[Excerpt from a dataset]
>> BEGIN
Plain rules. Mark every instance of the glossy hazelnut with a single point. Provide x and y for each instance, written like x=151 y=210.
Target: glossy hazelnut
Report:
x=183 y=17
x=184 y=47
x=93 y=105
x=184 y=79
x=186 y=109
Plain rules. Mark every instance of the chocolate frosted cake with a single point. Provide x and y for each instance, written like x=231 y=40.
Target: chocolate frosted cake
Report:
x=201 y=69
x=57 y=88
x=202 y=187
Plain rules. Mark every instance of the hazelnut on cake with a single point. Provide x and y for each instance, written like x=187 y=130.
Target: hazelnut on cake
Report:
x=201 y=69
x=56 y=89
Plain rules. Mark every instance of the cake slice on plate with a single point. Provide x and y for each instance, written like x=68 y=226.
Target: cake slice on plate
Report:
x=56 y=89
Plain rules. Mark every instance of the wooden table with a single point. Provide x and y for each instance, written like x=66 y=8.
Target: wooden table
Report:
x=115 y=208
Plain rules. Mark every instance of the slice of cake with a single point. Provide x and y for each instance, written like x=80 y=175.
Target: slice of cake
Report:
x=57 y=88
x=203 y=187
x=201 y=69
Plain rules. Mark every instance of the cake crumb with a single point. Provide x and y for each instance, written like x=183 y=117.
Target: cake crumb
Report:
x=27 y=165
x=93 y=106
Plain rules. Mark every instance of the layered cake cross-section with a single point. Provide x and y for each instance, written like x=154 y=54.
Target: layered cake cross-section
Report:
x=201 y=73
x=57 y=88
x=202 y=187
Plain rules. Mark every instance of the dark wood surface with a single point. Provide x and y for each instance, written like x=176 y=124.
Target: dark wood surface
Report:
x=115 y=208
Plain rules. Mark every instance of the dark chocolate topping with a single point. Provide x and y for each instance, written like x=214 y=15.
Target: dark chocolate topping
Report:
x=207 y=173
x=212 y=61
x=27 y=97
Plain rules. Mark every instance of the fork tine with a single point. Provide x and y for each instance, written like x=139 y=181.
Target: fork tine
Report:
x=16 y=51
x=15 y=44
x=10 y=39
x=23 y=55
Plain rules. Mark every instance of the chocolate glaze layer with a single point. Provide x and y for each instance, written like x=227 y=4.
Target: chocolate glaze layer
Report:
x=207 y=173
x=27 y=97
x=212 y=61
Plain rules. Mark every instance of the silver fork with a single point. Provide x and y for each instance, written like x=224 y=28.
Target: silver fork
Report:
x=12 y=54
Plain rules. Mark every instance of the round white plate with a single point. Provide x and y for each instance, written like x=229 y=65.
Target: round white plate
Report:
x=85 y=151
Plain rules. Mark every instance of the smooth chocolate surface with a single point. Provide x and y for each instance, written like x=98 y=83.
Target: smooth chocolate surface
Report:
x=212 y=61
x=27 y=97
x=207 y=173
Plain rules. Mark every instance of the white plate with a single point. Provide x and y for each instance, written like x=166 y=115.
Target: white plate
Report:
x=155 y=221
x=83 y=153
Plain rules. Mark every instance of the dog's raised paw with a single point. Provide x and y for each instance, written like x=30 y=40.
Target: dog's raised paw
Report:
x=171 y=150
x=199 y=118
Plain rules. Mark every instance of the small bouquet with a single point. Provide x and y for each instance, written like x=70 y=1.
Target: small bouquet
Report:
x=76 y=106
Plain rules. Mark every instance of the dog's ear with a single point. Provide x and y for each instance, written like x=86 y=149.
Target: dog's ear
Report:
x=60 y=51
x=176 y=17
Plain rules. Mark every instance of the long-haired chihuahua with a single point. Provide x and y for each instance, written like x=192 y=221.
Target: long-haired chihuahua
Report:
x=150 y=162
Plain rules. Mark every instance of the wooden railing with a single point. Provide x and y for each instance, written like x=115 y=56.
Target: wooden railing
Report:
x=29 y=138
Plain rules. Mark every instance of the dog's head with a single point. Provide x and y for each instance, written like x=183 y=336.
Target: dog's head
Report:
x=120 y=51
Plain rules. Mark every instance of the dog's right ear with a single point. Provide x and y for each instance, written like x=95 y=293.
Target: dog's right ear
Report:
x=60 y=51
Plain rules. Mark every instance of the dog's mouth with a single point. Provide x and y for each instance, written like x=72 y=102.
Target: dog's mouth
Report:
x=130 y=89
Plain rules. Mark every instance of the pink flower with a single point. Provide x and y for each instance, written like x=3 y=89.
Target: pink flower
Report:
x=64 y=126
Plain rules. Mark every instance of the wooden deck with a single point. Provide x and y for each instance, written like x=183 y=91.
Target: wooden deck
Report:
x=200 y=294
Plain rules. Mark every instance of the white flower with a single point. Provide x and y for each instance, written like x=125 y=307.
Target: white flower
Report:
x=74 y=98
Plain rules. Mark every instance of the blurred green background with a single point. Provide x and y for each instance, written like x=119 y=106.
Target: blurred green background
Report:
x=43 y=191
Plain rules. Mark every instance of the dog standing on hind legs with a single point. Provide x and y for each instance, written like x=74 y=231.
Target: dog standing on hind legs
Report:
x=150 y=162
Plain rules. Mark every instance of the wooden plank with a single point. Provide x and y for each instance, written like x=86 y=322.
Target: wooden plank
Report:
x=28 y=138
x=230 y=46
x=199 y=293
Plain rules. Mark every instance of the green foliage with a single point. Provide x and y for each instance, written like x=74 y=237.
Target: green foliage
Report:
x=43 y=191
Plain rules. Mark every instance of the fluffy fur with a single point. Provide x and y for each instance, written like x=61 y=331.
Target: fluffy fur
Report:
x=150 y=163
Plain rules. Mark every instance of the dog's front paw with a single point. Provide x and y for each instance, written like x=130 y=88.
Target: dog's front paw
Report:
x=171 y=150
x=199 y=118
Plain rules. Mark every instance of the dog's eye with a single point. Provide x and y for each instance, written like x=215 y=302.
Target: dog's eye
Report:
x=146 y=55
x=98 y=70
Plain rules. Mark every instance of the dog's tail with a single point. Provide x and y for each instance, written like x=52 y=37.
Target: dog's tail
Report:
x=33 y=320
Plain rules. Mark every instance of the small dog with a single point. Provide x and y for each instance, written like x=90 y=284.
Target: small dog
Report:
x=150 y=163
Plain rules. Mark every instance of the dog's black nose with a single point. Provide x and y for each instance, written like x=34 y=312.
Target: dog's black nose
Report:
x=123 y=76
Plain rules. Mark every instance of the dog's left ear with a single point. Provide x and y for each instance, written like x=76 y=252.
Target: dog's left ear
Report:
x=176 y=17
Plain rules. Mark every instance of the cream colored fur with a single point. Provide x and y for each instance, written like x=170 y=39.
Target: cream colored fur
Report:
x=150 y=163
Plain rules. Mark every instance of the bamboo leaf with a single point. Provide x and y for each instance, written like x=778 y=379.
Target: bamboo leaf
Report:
>> END
**Exercise instructions**
Make an exact copy of the listing, including every line.

**The output**
Plain rules. Mark every instance of the glossy hazelnut with a single point. Provide x and y for each instance, written like x=151 y=210.
Target: glossy hazelnut
Report:
x=183 y=17
x=184 y=47
x=93 y=105
x=184 y=79
x=186 y=109
Plain rules. Mark every instance of the chocolate frosted cake with a single point. Provide x and y for each instance, written like x=231 y=40.
Target: chocolate frosted cake
Report:
x=201 y=69
x=57 y=88
x=202 y=187
Plain rules. Mark every instance of the hazelnut on cake with a single point. Provide x and y for each instance, written like x=187 y=130.
Target: hazelnut on cake
Report:
x=201 y=69
x=56 y=89
Plain rules. Mark every instance of the cake slice on plate with a single point. Provide x and y for each instance, written like x=68 y=226.
Target: cake slice on plate
Report:
x=56 y=89
Plain rules. Mark every instance of the wooden table with a single point. Provide x and y for each instance, written like x=66 y=8.
Target: wooden table
Report:
x=115 y=208
Plain rules. Mark every instance of the slice of cake with a single point. Provide x and y for each instance, written like x=80 y=175.
Target: slice of cake
Report:
x=57 y=88
x=203 y=187
x=201 y=69
Plain rules. Mark every instance of the cake crumb with a single point. Provide x and y for each instance, written like x=183 y=117.
Target: cake crumb
Report:
x=27 y=165
x=93 y=106
Plain rules. Mark every instance of the layered cake cross-section with a single point. Provide x and y for each instance, written like x=154 y=54.
Target: layered cake cross-section
Report:
x=201 y=73
x=57 y=88
x=202 y=187
Plain rules. Mark every instance of the dark wood surface with a single point. Provide x and y for each instance, written like x=176 y=124.
Target: dark wood surface
Report:
x=115 y=208
Plain rules. Mark every instance of the dark chocolate topping with a single point. Provide x and y for each instance, written like x=214 y=15.
Target: dark chocolate topping
Report:
x=207 y=173
x=212 y=61
x=27 y=97
Plain rules. Mark every instance of the fork tine with a single point. Provide x and y for each instance, written like x=139 y=181.
Target: fork tine
Report:
x=16 y=51
x=15 y=44
x=10 y=39
x=23 y=55
Plain rules. Mark every instance of the chocolate glaze layer with a single point. Provide x and y for each instance, written like x=227 y=4.
Target: chocolate glaze layer
Report:
x=207 y=173
x=27 y=97
x=212 y=61
Plain rules. Mark every instance of the silver fork with a single point. Provide x and y for each instance, written like x=224 y=28.
Target: silver fork
Report:
x=12 y=54
Plain rules. Mark every instance of the round white plate with a single point. Provide x and y for each instance, written like x=229 y=65.
Target: round white plate
Report:
x=85 y=151
Plain rules. Mark every instance of the smooth chocolate surface with a single point. Provide x and y for each instance, written like x=98 y=83.
Target: smooth chocolate surface
Report:
x=212 y=61
x=27 y=97
x=207 y=173
Plain rules. Mark every instance of the white plate with a single point. Provide x and y for each instance, written like x=166 y=115.
Target: white plate
Report:
x=155 y=221
x=83 y=153
Plain rules. Mark every instance of the dog's raised paw with a single point. Provide x and y for each instance, written like x=30 y=40.
Target: dog's raised paw
Report:
x=171 y=150
x=199 y=118
Plain rules. Mark every instance of the small bouquet with a single point. Provide x and y for each instance, written like x=70 y=1.
Target: small bouquet
Report:
x=76 y=106
Plain rules. Mark every instance of the dog's ear with a single point. Provide x and y for each instance, written like x=86 y=149.
Target: dog's ear
Report:
x=60 y=51
x=176 y=17
Plain rules. Mark every instance of the long-haired chihuahua with a single point. Provide x and y for each instance, written like x=192 y=221.
Target: long-haired chihuahua
Report:
x=150 y=162
Plain rules. Mark every instance of the wooden railing with a single point. Provide x and y for each instance, written like x=115 y=56.
Target: wooden railing
Report:
x=29 y=138
Plain rules. Mark every instance of the dog's head with a single point. Provide x and y for each instance, written like x=183 y=336.
Target: dog's head
Report:
x=120 y=51
Plain rules. Mark every instance of the dog's right ear with a single point. Provide x and y for each instance, written like x=95 y=293.
Target: dog's right ear
Report:
x=60 y=51
Plain rules. Mark every instance of the dog's mouth with a single point. Provide x and y for each instance, written like x=72 y=102.
Target: dog's mouth
Report:
x=130 y=89
Plain rules. Mark every instance of the pink flower with a single point. Provide x and y for each instance, written like x=3 y=89.
Target: pink flower
Report:
x=64 y=126
Plain rules. Mark every instance of the wooden deck with a single point. Provide x and y for each instance, written like x=183 y=91.
Target: wooden deck
Report:
x=200 y=294
Plain rules. Mark every instance of the white flower with a single point. Provide x and y for each instance, written like x=125 y=307.
Target: white flower
Report:
x=74 y=98
Plain rules. Mark every instance of the blurred green background with a single point. Provide x and y for each instance, written like x=119 y=106.
Target: blurred green background
Report:
x=43 y=191
Plain rules. Mark every instance of the dog standing on hind legs with a single point. Provide x and y for each instance, written like x=74 y=231.
Target: dog standing on hind legs
Report:
x=150 y=162
Plain rules. Mark every instance of the wooden plank with a single point. Provide x and y for each instance, written like x=86 y=322.
Target: wooden plank
Report:
x=28 y=138
x=230 y=46
x=199 y=293
Plain rules. Mark every instance of the green foliage with a single point. Provide x and y for each instance, written like x=74 y=237.
Target: green foliage
Report:
x=43 y=191
Plain rules. Mark every instance of the fluffy fur with a single point. Provide x and y for each instance, written like x=61 y=331.
Target: fluffy fur
Report:
x=150 y=163
Plain rules. Mark every instance of the dog's front paw with a single point. Provide x and y for each instance, written like x=130 y=88.
Target: dog's front paw
Report:
x=171 y=150
x=199 y=118
Plain rules. Mark every instance of the dog's eye with a single point. Provide x and y for each instance, written like x=215 y=302.
Target: dog's eye
Report:
x=146 y=55
x=98 y=70
Plain rules. Mark every instance of the dog's tail with a single point. Provide x and y for each instance, written like x=52 y=37.
Target: dog's tail
Report:
x=33 y=320
Plain rules. Mark every instance of the small dog with a single point. Provide x and y for each instance, written like x=90 y=284.
Target: small dog
Report:
x=150 y=163
Plain rules. Mark every instance of the dog's black nose with a single point. Provide x and y for each instance, written like x=34 y=312.
Target: dog's black nose
Report:
x=123 y=76
Plain rules. Mark every instance of the dog's left ear with a single point. Provide x and y for each instance, written like x=76 y=252.
Target: dog's left ear
Report:
x=176 y=17
Plain rules. Mark every instance of the cream colored fur with a single point. Provide x and y for each instance, written like x=170 y=39.
Target: cream colored fur
Report:
x=150 y=163
Plain rules. Mark every instance of the bamboo leaf with a single point. Provide x and y for each instance, written like x=778 y=379.
Target: bamboo leaf
Report:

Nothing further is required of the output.